DOCUMENT PASSAGE =>
▼

Comparing the mean differecnces in E.coli levels on
the Yarra River
Alexander Musumeci #s3933758
28th May 2022
Introduction
- The Yarra River catchment encompasses a large area, ranging from
urban to rural areas. The river itself is used for various recreational
activities, which rely on good water quality
- Yarra Watch is a program providing long term monitoring and
information regarding the rivers water quality. Yarra Watch measures
water quality along the river at various sites
- The most upstream site measured is Launching place(LP), a rural
area.
- The most downstream site measured is Kew, a highly urbanised
area.
- E.coli is a bacteria found in all fecal waste, it is the indicator
used to measure recreational water quality, it is measured per 100ml
(E.coli/100ml)
- For context, E.coli/100ml >550 is unsuitable for all water based
recreation (swimming, boating, kayaking etc), according the EPA.
- Extremely high E.coli readings have been historically recorded after
large rainfall events, with water quality being affected for up-to 5
days after.
- This study aims to compare mean E.coli levels between Launching
Place and Kew. These sites vary greatly between land use types and
population densities.
- Kew has a higher population density, and more storm water
runoff.
- LP has less people, but increased agricultural runoff.
Problem Statement
My research question asks whether there is a statistically
significant difference in mean E.coli levels between Kew and Launching
Place. The Research Hypothesis being there will be a significant
difference in means. To test this statistically I will:
- Generate descriptive statistics and visualizations
- Identify outliers, and decide what to course of action to take
- Determine if transformations are necessary
- check for assumptions relating to the two-sample t-test
- The resulting t-test will generate a p-value which will be used to
determine if there is a statistically significant difference in means
between Kew and Launching Place
- Allowing me to reject or fail to reject the null hypothesis (\(H_0: \mu_1 - \mu_2 = 0\))
Data
- This data contains observations from 2013-2022 measuring the E.coli
levels across various testing sites on the Yarra River.

▲

YOUR TASKS =>
[1] In the Yarra River E.coli study, what E.coli level makes water unsuitable for all water-based recreation according to the EPA?
[2] Summarize the Yarra River E.coli study in two sentences.
[3] Extend the Yarra River E.coli study, picking up after its final line.

Stored data entries
▼

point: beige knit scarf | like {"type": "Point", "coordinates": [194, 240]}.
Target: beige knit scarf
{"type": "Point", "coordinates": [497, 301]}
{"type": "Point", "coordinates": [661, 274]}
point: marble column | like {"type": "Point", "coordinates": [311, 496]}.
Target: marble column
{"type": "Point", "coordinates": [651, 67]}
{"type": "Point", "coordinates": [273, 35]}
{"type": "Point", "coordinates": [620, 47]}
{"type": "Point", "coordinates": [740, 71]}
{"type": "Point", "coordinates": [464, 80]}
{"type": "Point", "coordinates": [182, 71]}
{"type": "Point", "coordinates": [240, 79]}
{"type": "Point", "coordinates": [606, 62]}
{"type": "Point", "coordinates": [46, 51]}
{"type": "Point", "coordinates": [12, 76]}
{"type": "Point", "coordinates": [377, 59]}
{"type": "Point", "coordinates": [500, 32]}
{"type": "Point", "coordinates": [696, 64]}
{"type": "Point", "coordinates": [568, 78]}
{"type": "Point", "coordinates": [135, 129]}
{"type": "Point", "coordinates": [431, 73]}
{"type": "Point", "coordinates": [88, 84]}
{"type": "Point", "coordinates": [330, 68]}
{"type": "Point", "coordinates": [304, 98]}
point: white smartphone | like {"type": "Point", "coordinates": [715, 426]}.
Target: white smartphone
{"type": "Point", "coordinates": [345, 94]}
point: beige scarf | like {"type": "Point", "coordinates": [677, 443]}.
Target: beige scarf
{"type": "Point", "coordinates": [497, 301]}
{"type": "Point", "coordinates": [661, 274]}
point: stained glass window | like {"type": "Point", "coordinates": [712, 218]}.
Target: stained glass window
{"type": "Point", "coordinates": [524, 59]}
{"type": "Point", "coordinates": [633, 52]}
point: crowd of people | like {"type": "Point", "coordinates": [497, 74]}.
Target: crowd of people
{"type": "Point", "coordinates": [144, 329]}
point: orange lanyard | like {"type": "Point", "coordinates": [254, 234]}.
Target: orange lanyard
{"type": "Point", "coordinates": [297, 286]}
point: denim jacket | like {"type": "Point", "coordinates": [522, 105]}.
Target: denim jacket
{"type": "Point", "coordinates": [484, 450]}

▲
▼

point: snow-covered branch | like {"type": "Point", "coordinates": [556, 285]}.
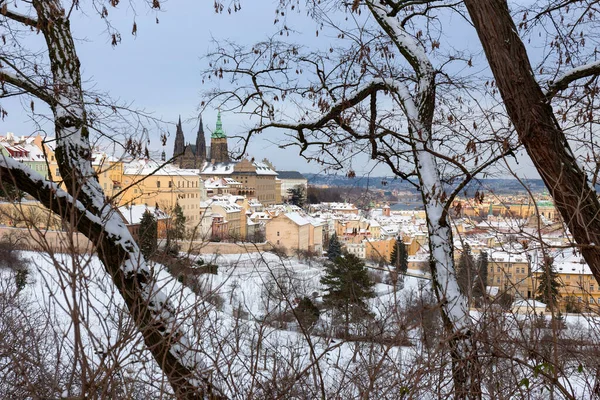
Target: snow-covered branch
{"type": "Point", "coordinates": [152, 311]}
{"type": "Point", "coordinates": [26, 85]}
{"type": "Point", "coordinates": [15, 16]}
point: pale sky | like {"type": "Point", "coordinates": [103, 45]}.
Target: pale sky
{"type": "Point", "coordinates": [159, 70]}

▲

ANSWERS TO THE EXERCISE =>
[1] More than 550 E.coli per 100ml.

[2] The study compares mean E.coli levels on the Yarra River between Launching Place, the most upstream site and a rural area, and Kew, the most downstream site and a highly urbanised area, using observations from 2013 to 2022. To test whether the difference in means is statistically significant, it generates descriptive statistics, handles outliers, checks whether transformations and the two-sample t-test assumptions are needed or met, and uses the resulting p-value to reject or fail to reject the null hypothesis.

[3]
- The data was collected through systematic sampling, with
predetermined locations and times
- It is available under a creative commons license here: https://discover.data.vic.gov.au/dataset/yarra-watch-e-coli-data
- Read_excel can only load one sheet at once, so two separate data
loads were undertaken to load the Kew and Launching place data sets
- I used the coltypes= argument within read_excel for two reasons:
1.”Sample date/time” column was being read in as integers (4443322..)
when using read_excels default “guess” behavior, I specified it as
“date”
- I could exclude the last three columns of both spreadsheets as they
contained variables with very few values and were not needed, specified
with “skip”
kew_raw <- read_excel("Yarra_Watch_E.coli_data.xlsx", sheet = 1, col_types =
c("guess","text", "date","numeric","skip",
"skip","skip"))
launch.p_raw <- read_excel("Yarra_Watch_E.coli_data.xlsx", sheet = 4,col_types =
c("guess","text", "date","numeric","skip",
"skip","skip"))
#Data cont. - merge the two data sets with bind_rows as they have the
exact same variables create two new columns separating date into “Year”
and “Month”, not necessary but was done in case I wanted to investigate
changes over time at a later stage.
- Removing the time values completely as they are irrelevant to
analysis
ecoli_df <- bind_rows(kew_raw, launch.p_raw) %>%
separate(`Sample date/time`, into = c("Year", "Month"),
sep = "-")
Data Cont.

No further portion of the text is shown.